### What needs to be done
Write out, please, the line containing "Please indicate the white soccer" together with all lines after it, up to and including the last one, with no other output.

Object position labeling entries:
┌────────

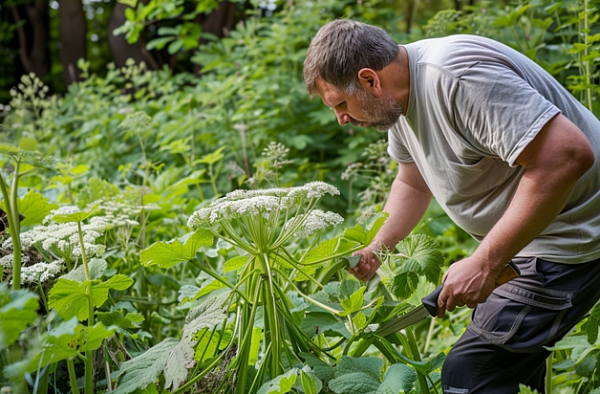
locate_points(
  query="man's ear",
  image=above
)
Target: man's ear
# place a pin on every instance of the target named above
(369, 80)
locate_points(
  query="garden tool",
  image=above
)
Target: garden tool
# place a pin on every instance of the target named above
(428, 305)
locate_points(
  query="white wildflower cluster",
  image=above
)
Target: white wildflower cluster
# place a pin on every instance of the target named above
(314, 221)
(41, 272)
(117, 214)
(228, 209)
(240, 203)
(352, 169)
(313, 190)
(277, 153)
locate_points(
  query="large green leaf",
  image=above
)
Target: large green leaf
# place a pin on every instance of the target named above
(69, 339)
(77, 216)
(97, 268)
(167, 254)
(70, 298)
(145, 369)
(18, 309)
(417, 256)
(282, 384)
(207, 315)
(351, 295)
(9, 150)
(398, 377)
(362, 376)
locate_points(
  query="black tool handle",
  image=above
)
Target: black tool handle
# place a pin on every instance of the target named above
(430, 301)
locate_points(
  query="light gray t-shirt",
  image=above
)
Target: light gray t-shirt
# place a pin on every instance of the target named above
(474, 105)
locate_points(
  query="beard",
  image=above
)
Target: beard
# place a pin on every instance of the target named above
(383, 112)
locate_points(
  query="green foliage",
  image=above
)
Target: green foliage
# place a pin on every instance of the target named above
(167, 254)
(18, 310)
(362, 376)
(417, 256)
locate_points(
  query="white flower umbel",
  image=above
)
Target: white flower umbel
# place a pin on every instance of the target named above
(260, 215)
(41, 272)
(315, 221)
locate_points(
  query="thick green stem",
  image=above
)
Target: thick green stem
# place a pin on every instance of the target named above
(416, 355)
(272, 326)
(14, 234)
(72, 376)
(89, 365)
(549, 373)
(245, 338)
(586, 32)
(83, 257)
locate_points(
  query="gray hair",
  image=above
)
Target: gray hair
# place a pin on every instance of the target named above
(343, 47)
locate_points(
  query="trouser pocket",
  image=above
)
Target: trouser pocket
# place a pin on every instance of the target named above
(521, 317)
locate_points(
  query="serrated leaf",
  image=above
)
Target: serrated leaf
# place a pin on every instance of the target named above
(97, 268)
(282, 384)
(18, 309)
(404, 285)
(187, 293)
(354, 302)
(310, 383)
(356, 234)
(208, 287)
(360, 321)
(35, 208)
(76, 216)
(236, 263)
(9, 150)
(348, 287)
(59, 345)
(207, 315)
(370, 366)
(315, 323)
(398, 377)
(116, 318)
(377, 224)
(167, 254)
(70, 298)
(145, 369)
(321, 369)
(354, 383)
(322, 251)
(418, 256)
(28, 144)
(351, 261)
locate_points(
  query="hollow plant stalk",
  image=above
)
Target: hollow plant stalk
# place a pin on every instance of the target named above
(89, 365)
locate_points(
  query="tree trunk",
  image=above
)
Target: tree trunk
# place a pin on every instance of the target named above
(33, 35)
(119, 46)
(219, 22)
(73, 31)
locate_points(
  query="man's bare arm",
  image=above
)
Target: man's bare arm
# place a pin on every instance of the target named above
(406, 205)
(556, 158)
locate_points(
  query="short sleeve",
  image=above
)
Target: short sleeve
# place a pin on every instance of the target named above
(499, 111)
(396, 147)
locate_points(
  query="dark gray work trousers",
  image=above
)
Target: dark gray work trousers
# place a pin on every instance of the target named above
(503, 346)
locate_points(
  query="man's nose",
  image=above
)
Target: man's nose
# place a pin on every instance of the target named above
(342, 116)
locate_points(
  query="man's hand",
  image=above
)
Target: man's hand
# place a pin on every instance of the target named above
(368, 264)
(467, 282)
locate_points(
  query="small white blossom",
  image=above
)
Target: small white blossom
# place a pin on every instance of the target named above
(64, 210)
(41, 272)
(317, 220)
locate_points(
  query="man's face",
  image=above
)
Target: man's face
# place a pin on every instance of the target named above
(361, 108)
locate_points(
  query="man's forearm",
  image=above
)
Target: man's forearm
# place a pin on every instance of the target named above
(406, 206)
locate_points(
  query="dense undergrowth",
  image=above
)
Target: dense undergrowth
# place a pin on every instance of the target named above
(131, 264)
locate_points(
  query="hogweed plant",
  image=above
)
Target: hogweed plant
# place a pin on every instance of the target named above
(250, 308)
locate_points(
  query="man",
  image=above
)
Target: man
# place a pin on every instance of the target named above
(510, 156)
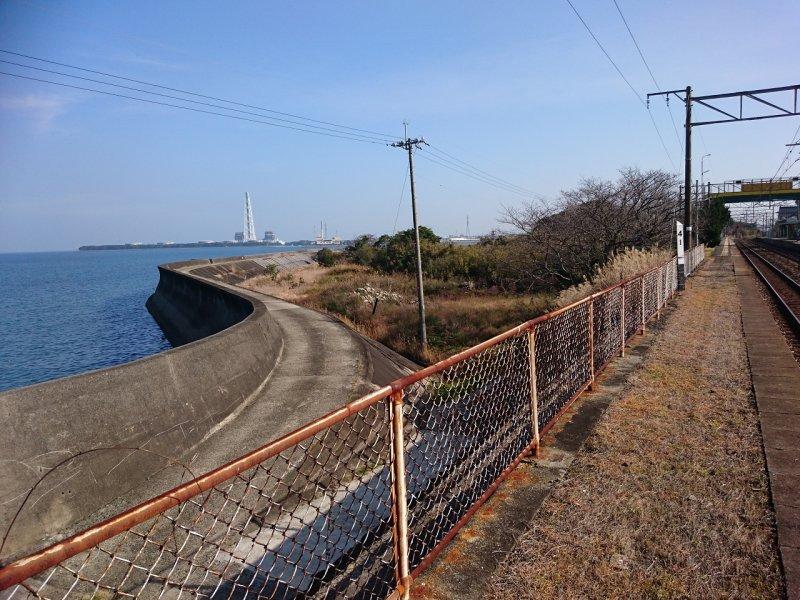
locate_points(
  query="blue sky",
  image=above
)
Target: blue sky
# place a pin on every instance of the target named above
(518, 89)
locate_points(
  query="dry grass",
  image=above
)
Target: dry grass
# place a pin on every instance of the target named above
(621, 266)
(668, 498)
(457, 317)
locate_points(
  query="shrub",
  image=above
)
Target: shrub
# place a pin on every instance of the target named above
(327, 258)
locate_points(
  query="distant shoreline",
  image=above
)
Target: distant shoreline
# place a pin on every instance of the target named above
(298, 244)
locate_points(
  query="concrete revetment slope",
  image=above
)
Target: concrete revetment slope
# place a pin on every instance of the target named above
(111, 430)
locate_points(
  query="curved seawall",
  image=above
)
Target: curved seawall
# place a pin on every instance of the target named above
(111, 430)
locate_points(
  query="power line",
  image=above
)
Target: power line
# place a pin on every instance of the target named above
(481, 171)
(195, 94)
(788, 153)
(625, 79)
(458, 169)
(199, 102)
(400, 202)
(472, 175)
(649, 70)
(189, 108)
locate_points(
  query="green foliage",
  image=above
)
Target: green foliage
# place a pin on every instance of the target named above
(440, 260)
(327, 258)
(714, 217)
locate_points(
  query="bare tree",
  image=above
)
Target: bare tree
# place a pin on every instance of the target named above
(561, 245)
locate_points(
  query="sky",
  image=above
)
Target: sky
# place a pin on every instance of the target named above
(517, 89)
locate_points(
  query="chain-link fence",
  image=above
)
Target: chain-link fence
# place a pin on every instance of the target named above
(693, 258)
(358, 503)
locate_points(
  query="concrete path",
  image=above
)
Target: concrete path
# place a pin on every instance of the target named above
(322, 366)
(652, 485)
(776, 383)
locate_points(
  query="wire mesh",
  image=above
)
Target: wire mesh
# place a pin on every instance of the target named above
(607, 326)
(562, 360)
(633, 306)
(320, 519)
(651, 292)
(313, 521)
(463, 427)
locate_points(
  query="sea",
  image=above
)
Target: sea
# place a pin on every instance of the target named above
(63, 313)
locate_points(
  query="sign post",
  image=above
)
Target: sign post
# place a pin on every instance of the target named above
(681, 258)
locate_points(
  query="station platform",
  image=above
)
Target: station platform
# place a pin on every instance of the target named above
(677, 476)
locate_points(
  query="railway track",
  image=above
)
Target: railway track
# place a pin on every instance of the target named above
(782, 282)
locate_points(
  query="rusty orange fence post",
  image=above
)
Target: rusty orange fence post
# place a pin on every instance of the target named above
(534, 393)
(622, 324)
(591, 343)
(399, 506)
(642, 311)
(660, 291)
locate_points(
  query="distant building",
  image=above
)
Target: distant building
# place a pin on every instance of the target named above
(787, 225)
(323, 240)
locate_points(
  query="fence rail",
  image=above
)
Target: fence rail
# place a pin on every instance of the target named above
(359, 502)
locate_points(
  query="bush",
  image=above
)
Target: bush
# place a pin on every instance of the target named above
(327, 258)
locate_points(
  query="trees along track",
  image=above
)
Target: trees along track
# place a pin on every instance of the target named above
(783, 286)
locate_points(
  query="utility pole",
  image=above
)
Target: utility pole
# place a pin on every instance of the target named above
(687, 168)
(409, 145)
(754, 98)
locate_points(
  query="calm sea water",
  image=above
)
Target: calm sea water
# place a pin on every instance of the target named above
(63, 313)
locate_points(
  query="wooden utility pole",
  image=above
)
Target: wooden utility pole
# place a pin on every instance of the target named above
(409, 144)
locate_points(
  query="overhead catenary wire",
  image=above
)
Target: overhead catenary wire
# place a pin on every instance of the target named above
(788, 153)
(195, 94)
(625, 79)
(650, 71)
(188, 108)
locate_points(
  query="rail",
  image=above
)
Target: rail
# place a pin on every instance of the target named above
(359, 502)
(783, 288)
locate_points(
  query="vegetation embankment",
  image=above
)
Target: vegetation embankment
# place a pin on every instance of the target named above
(553, 256)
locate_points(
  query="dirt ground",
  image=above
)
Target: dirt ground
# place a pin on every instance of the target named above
(669, 496)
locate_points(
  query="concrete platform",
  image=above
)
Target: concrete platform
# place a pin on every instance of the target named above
(776, 385)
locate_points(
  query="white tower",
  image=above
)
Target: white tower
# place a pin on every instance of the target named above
(249, 225)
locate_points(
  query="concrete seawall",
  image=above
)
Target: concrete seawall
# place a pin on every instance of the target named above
(110, 431)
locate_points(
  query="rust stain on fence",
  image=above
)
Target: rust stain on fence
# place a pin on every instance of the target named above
(361, 501)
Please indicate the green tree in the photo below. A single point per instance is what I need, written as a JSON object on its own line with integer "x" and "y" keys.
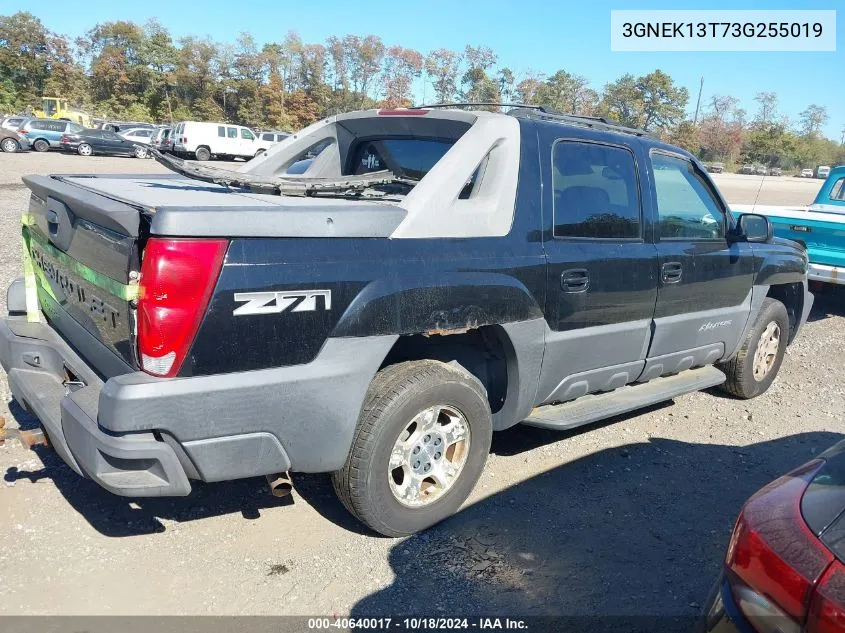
{"x": 568, "y": 93}
{"x": 443, "y": 67}
{"x": 649, "y": 102}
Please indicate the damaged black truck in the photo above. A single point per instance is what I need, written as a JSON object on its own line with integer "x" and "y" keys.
{"x": 379, "y": 293}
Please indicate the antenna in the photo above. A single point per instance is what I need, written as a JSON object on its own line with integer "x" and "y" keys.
{"x": 759, "y": 189}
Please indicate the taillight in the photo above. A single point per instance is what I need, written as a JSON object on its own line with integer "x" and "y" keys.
{"x": 773, "y": 558}
{"x": 177, "y": 279}
{"x": 827, "y": 608}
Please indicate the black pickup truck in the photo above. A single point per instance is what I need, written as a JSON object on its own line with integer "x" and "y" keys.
{"x": 377, "y": 294}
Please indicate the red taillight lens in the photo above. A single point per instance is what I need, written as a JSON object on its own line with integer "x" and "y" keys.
{"x": 177, "y": 279}
{"x": 827, "y": 609}
{"x": 773, "y": 553}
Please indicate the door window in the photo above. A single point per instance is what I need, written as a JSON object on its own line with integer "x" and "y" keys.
{"x": 687, "y": 208}
{"x": 838, "y": 190}
{"x": 595, "y": 191}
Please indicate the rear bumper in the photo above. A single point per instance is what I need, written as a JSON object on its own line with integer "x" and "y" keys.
{"x": 827, "y": 274}
{"x": 721, "y": 614}
{"x": 137, "y": 435}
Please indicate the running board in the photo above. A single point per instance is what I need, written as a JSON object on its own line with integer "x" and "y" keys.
{"x": 592, "y": 408}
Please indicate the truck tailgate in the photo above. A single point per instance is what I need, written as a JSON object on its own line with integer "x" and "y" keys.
{"x": 83, "y": 247}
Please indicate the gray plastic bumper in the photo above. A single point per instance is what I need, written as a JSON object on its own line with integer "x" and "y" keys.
{"x": 137, "y": 465}
{"x": 137, "y": 435}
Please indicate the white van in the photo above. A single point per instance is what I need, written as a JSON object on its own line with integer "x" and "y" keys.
{"x": 194, "y": 139}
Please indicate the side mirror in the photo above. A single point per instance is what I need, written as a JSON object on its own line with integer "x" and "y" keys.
{"x": 755, "y": 228}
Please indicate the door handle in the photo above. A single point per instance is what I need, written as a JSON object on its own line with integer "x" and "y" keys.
{"x": 671, "y": 272}
{"x": 574, "y": 280}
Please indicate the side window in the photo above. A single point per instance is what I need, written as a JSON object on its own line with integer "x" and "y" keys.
{"x": 595, "y": 191}
{"x": 838, "y": 190}
{"x": 686, "y": 207}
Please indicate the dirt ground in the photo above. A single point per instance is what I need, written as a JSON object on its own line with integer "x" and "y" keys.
{"x": 630, "y": 516}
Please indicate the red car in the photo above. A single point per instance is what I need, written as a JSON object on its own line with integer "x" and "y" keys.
{"x": 784, "y": 569}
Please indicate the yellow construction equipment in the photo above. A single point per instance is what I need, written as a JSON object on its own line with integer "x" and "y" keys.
{"x": 57, "y": 108}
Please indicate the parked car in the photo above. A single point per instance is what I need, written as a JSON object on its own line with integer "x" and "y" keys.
{"x": 43, "y": 134}
{"x": 547, "y": 279}
{"x": 13, "y": 122}
{"x": 122, "y": 126}
{"x": 819, "y": 227}
{"x": 90, "y": 142}
{"x": 784, "y": 570}
{"x": 11, "y": 141}
{"x": 160, "y": 139}
{"x": 195, "y": 139}
{"x": 143, "y": 136}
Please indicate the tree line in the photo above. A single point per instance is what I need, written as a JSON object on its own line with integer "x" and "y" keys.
{"x": 138, "y": 72}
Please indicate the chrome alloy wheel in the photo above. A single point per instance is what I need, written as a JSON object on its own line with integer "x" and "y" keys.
{"x": 767, "y": 351}
{"x": 429, "y": 456}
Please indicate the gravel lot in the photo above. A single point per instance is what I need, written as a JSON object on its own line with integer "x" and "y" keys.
{"x": 626, "y": 517}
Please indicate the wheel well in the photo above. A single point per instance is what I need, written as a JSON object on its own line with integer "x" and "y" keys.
{"x": 481, "y": 351}
{"x": 792, "y": 297}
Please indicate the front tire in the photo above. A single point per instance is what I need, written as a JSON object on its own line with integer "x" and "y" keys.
{"x": 756, "y": 366}
{"x": 419, "y": 448}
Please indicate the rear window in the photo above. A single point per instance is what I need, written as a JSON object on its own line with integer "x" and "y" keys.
{"x": 409, "y": 157}
{"x": 48, "y": 126}
{"x": 838, "y": 190}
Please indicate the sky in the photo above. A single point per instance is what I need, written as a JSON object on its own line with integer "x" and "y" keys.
{"x": 527, "y": 35}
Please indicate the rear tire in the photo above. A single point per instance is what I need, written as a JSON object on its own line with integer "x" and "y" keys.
{"x": 425, "y": 421}
{"x": 755, "y": 367}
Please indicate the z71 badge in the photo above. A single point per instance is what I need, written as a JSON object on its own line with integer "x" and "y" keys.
{"x": 280, "y": 300}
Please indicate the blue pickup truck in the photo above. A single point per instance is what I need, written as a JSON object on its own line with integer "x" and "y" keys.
{"x": 819, "y": 227}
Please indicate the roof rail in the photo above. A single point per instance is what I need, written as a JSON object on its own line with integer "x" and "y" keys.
{"x": 477, "y": 104}
{"x": 546, "y": 113}
{"x": 597, "y": 122}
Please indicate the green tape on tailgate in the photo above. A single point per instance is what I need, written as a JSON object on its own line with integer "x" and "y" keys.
{"x": 126, "y": 292}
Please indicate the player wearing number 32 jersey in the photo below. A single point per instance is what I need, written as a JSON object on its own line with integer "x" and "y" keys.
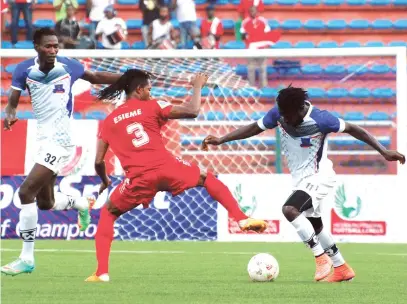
{"x": 133, "y": 132}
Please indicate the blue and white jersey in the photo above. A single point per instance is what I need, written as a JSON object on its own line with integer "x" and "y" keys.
{"x": 51, "y": 96}
{"x": 305, "y": 146}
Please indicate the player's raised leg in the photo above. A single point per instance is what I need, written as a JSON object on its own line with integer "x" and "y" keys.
{"x": 297, "y": 203}
{"x": 342, "y": 271}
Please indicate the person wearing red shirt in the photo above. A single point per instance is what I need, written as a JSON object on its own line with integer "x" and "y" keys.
{"x": 133, "y": 132}
{"x": 211, "y": 29}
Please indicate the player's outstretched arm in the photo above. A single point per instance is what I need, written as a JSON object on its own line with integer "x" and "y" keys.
{"x": 190, "y": 109}
{"x": 13, "y": 99}
{"x": 363, "y": 135}
{"x": 241, "y": 133}
{"x": 100, "y": 166}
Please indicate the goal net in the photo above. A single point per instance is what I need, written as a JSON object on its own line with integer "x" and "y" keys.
{"x": 366, "y": 86}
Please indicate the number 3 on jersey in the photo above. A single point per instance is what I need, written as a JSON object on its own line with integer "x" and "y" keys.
{"x": 141, "y": 137}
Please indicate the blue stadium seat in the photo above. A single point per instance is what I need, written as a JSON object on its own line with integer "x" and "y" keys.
{"x": 316, "y": 93}
{"x": 257, "y": 115}
{"x": 311, "y": 69}
{"x": 337, "y": 93}
{"x": 351, "y": 44}
{"x": 334, "y": 69}
{"x": 228, "y": 24}
{"x": 378, "y": 116}
{"x": 214, "y": 115}
{"x": 328, "y": 44}
{"x": 360, "y": 93}
{"x": 234, "y": 45}
{"x": 97, "y": 115}
{"x": 400, "y": 24}
{"x": 134, "y": 24}
{"x": 273, "y": 24}
{"x": 44, "y": 23}
{"x": 374, "y": 44}
{"x": 360, "y": 24}
{"x": 336, "y": 24}
{"x": 383, "y": 93}
{"x": 314, "y": 24}
{"x": 292, "y": 24}
{"x": 269, "y": 92}
{"x": 380, "y": 69}
{"x": 354, "y": 116}
{"x": 305, "y": 45}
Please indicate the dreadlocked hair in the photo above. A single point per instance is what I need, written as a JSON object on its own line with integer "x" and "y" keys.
{"x": 127, "y": 83}
{"x": 291, "y": 98}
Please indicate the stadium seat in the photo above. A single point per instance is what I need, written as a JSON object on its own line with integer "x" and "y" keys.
{"x": 360, "y": 93}
{"x": 336, "y": 24}
{"x": 134, "y": 24}
{"x": 359, "y": 24}
{"x": 378, "y": 116}
{"x": 214, "y": 115}
{"x": 44, "y": 23}
{"x": 314, "y": 24}
{"x": 305, "y": 45}
{"x": 382, "y": 24}
{"x": 234, "y": 45}
{"x": 311, "y": 69}
{"x": 354, "y": 116}
{"x": 328, "y": 44}
{"x": 228, "y": 24}
{"x": 337, "y": 93}
{"x": 400, "y": 24}
{"x": 334, "y": 69}
{"x": 238, "y": 116}
{"x": 351, "y": 44}
{"x": 292, "y": 24}
{"x": 380, "y": 69}
{"x": 383, "y": 93}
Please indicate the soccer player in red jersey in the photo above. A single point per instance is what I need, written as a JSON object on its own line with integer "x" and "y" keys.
{"x": 133, "y": 132}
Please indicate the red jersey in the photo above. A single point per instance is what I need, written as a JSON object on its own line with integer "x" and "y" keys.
{"x": 133, "y": 132}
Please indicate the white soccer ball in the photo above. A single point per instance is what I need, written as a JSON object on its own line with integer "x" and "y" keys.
{"x": 263, "y": 267}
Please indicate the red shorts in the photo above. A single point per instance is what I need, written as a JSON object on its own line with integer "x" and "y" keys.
{"x": 175, "y": 176}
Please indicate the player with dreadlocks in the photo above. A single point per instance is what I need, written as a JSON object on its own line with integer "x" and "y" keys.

└────────

### Answer to this exercise
Please indicate the white soccer ball in the photo above. A single point per instance is what I need, written as a JSON object on its own line with integer "x" and "y" keys.
{"x": 263, "y": 267}
Please indicate the red shorts in the photo above. A single point per instance is what I need, written as a JSON object on its own line with integer "x" and "y" keys.
{"x": 175, "y": 176}
Please indicate the player with dreadlocks in the photo above. A single point per instance is what I need, written as a JSON object on its own line with integer "x" and "y" keys.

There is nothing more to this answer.